Task item: Each record that follows must be given again without alteration.

⟨

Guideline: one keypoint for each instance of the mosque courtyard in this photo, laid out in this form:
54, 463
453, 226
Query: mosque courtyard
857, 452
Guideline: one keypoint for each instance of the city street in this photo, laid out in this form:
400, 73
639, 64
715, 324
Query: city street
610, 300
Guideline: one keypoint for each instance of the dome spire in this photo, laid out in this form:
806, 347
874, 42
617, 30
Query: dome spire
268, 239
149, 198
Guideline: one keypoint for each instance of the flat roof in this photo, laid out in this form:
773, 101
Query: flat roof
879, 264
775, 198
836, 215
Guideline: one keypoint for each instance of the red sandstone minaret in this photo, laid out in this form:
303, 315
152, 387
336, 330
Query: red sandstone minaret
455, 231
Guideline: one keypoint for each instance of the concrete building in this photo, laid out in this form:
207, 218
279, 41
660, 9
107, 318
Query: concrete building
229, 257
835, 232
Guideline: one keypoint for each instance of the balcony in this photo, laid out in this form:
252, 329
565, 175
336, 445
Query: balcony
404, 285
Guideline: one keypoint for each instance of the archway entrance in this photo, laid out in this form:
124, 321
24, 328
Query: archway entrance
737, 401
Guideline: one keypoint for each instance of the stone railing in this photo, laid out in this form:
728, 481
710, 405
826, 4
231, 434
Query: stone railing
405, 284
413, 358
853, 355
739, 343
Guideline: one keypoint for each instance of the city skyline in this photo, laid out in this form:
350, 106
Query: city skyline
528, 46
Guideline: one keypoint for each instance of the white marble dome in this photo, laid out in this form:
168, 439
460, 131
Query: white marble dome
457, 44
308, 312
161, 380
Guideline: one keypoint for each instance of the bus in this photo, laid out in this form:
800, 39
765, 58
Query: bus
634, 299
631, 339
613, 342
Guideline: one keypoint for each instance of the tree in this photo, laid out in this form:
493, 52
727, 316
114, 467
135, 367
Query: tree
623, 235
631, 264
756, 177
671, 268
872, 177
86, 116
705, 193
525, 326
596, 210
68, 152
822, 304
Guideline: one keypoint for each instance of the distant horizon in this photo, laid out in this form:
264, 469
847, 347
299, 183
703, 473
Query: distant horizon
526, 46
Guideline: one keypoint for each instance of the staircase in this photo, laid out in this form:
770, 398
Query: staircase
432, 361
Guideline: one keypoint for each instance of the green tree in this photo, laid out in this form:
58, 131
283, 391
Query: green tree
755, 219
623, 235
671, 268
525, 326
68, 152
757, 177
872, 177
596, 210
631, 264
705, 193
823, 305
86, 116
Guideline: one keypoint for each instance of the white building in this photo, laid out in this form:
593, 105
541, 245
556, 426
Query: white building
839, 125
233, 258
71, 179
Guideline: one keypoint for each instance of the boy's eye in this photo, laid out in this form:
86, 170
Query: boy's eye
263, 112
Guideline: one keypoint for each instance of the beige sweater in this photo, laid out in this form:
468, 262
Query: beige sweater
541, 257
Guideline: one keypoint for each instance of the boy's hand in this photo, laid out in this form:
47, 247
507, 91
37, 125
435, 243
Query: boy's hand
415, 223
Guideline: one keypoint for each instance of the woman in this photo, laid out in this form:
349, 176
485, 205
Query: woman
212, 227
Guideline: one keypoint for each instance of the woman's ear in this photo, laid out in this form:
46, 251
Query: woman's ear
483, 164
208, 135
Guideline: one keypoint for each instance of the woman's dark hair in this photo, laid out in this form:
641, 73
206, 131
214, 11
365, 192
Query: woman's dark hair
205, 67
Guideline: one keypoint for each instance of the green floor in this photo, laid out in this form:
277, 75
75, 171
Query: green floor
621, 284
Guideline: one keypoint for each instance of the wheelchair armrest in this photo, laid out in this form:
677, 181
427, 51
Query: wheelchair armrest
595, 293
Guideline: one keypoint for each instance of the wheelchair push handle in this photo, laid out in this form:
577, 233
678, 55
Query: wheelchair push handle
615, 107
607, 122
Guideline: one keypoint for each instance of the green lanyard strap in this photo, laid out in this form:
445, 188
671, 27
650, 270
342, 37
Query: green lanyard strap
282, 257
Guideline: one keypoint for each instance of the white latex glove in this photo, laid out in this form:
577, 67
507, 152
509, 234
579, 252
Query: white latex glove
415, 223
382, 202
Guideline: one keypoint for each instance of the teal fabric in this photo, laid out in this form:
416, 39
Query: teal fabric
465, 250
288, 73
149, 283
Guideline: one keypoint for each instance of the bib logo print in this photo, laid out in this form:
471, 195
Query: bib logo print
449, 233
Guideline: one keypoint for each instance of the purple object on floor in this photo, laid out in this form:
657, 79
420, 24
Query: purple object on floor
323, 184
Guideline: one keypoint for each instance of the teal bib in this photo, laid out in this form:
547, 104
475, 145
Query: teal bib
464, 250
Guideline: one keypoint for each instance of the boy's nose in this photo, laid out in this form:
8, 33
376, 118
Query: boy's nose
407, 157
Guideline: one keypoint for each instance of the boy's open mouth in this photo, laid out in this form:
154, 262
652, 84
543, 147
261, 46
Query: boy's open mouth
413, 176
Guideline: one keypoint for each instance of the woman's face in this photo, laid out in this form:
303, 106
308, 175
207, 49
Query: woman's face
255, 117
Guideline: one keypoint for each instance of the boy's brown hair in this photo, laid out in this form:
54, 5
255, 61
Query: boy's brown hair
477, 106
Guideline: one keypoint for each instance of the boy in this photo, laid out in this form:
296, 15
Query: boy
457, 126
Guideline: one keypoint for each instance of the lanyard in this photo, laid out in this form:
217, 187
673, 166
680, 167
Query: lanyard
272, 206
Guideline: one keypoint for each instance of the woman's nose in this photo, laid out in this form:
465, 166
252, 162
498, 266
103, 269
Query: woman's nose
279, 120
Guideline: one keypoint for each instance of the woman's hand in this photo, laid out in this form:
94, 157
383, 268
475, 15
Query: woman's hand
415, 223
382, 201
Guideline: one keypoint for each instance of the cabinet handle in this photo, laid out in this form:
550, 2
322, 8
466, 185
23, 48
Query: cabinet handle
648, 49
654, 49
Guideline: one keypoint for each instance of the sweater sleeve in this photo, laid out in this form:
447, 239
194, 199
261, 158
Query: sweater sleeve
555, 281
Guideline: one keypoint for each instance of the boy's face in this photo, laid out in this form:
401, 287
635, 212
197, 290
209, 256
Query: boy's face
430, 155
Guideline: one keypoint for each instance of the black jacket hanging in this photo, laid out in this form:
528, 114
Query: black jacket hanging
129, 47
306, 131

⟩

Result:
Guideline: one keypoint for each instance of the mosque courtyard in this photo, laid out in this form:
54, 463
453, 226
Query: mosque courtyard
857, 452
Guideline: one keypoint for each instance of the city street in this photo, laid out in this form:
400, 73
639, 64
715, 324
Query: city street
610, 300
Guideline: one keypoint for each instance of the dome spire in this photo, laid out in this form:
806, 347
874, 42
617, 30
Query: dome spire
268, 239
149, 198
Guideline: one keypoint for each instance of the flat roof in this photo, laid out in this form:
773, 101
Query: flat roof
879, 264
775, 198
836, 215
Guideline: one keypoint for each instance of the red sandstone minaret in this photo, laid out in this form:
303, 315
152, 387
336, 330
Query: red sandstone minaret
455, 231
Guideline: one keypoint for each instance of the concrete building in this photo, laid out in this form:
207, 218
279, 41
660, 9
107, 318
Query: concrete building
229, 257
835, 232
Guideline: one keypoint for each instance of the balcony in this photo, laid out in this form:
252, 329
565, 175
336, 445
Query: balcony
404, 285
Guideline: one keypoint for each instance of the archway entrance in this photo, laid out in this form:
124, 321
24, 328
Query: archway entrance
737, 401
Guideline: one keypoint for each instance of the stone railing in this photo, laid out in this form:
728, 481
710, 405
826, 4
231, 434
Query: stone railing
405, 284
413, 358
853, 355
739, 343
Guideline: one keypoint for each instance of the city skyline in this photo, laid out in this form:
350, 106
Query: city skyline
528, 46
Guideline: one keypoint for each instance of the white marble dome in this photo, laid out in this form:
168, 439
460, 131
Query: white marble dome
457, 44
308, 312
161, 380
Guideline: one keypoint for each instance of the bus in this photo, laid out in this form:
800, 39
765, 58
Query: bus
634, 299
631, 339
613, 342
Guideline: one keypoint for each instance of the tree in this photo, laid out in this form:
493, 52
727, 316
114, 467
135, 367
Query: tree
623, 235
631, 264
756, 177
671, 268
872, 177
86, 116
705, 193
525, 326
596, 210
68, 152
822, 304
Guideline: one keypoint for each instance of the distant horizon in this photo, laid out in this form:
264, 469
847, 347
299, 183
703, 473
Query: distant horizon
526, 46
Guideline: one keypoint for each instance of the staircase in this photo, laid out in this form:
770, 398
Query: staircase
432, 361
Guideline: one keypoint for each instance of the green tree in this photo, laid out in this form:
58, 131
283, 391
Query: green tree
755, 219
623, 235
671, 268
525, 326
68, 152
757, 177
872, 177
596, 210
631, 264
705, 193
823, 305
86, 116
Guideline: one keypoint for each instance of the white building in this photo, laid out in this form:
593, 105
541, 245
556, 426
Query: white building
839, 125
233, 258
71, 179
Guideline: one keypoint for each instance of the boy's eye in this photo, laid out in this form:
86, 170
Query: boy's eye
263, 112
Guideline: one keypoint for each instance of the beige sweater in this photo, laid out in this form:
468, 262
Query: beige sweater
541, 257
Guideline: one keypoint for each instance of the boy's hand in this photo, laid out in this form:
47, 247
507, 91
37, 125
435, 243
Query: boy's hand
415, 223
Guideline: one keypoint for each instance of the woman in this photo, laid out in this form:
349, 176
485, 205
Query: woman
212, 227
Guideline: one keypoint for each instance of the woman's ear in this photo, laid out in this form:
46, 251
Query: woman's ear
483, 164
208, 135
Guideline: one keypoint for each instance of the woman's dark hair in this photo, laid out in this form:
641, 73
206, 131
214, 11
365, 192
Query: woman's dark hair
205, 67
Guideline: one keypoint for each instance of the green floor in this photo, laid out in this form:
277, 75
75, 171
Query: green floor
621, 284
Guideline: one keypoint for each instance of the wheelchair armrest in this photo, laid out in this form:
677, 181
427, 51
Query: wheelchair armrest
595, 293
Guideline: one keypoint for each instance of the wheelchair push handle in this photo, laid out in this form:
577, 233
678, 55
Query: wheelchair push handle
615, 107
607, 122
Guideline: one keypoint for each instance of the green lanyard strap in this photo, laid out in this form:
445, 188
671, 27
650, 270
342, 37
Query: green lanyard strap
282, 257
Guideline: one keypoint for each instance of the white latex glove in this photo, laid out in this form:
577, 67
507, 152
509, 234
579, 252
Query: white latex glove
415, 223
382, 202
Guideline: one keypoint for each instance of the teal fabric in this photo, laid out in this form:
416, 39
Query: teal fabric
465, 250
288, 73
149, 283
Guideline: one keypoint for each instance of the bib logo print in this photo, laid out in this form:
471, 195
Query: bib logo print
449, 233
Guideline: one keypoint for each instance of the purple object on floor in this photo, laid out in this form:
657, 79
420, 24
Query: purple object on floor
323, 184
Guideline: one keypoint for each instance of the teal bib in this photo, laid out in this form:
547, 104
475, 145
Query: teal bib
464, 250
Guideline: one keypoint for each instance of the boy's nose in this photo, laid out in this form:
8, 33
376, 118
Query: boy's nose
407, 157
Guideline: one keypoint for each instance of the boy's open mouth in this photo, laid out in this form:
154, 262
652, 84
543, 147
261, 46
Query: boy's open mouth
413, 176
Guideline: one keypoint for each instance of the woman's face in this photo, laid out in this form:
303, 106
308, 175
207, 49
Query: woman's face
255, 117
Guideline: one keypoint for each instance of the boy's brown hair in this photo, laid out in this form:
54, 5
255, 61
Query: boy's brown hair
477, 106
Guideline: one keypoint for each instance of the boy in this photo, laid out in this form:
296, 15
Query: boy
457, 126
Guideline: one keypoint for each instance of the lanyard in this photo, laid out in this form:
217, 187
673, 166
680, 167
Query: lanyard
272, 206
Guideline: one keypoint for each instance of the woman's nose in this photo, laid out in this form:
465, 166
252, 162
498, 266
103, 269
Query: woman's nose
279, 120
Guideline: one keypoint for each instance of the woman's hand in this photo, laid out in this form:
94, 157
383, 268
475, 15
Query: woman's hand
415, 223
382, 201
Guideline: one keypoint for each instance of the cabinet handle in this photo, laid out in this form:
550, 2
322, 8
466, 185
23, 48
Query: cabinet handle
648, 49
654, 49
Guideline: one keypoint for each instance of the sweater sleeve in this photo, laid out in this form:
447, 239
194, 199
261, 158
Query: sweater sleeve
555, 281
Guideline: one keypoint for each instance of the boy's face in this photo, laid out in this form:
401, 287
635, 212
197, 290
209, 256
Query: boy's face
430, 155
Guideline: one keypoint for each instance of the black jacket hanging in this photo, laid out in this form:
528, 114
Query: black jacket hanging
129, 47
306, 131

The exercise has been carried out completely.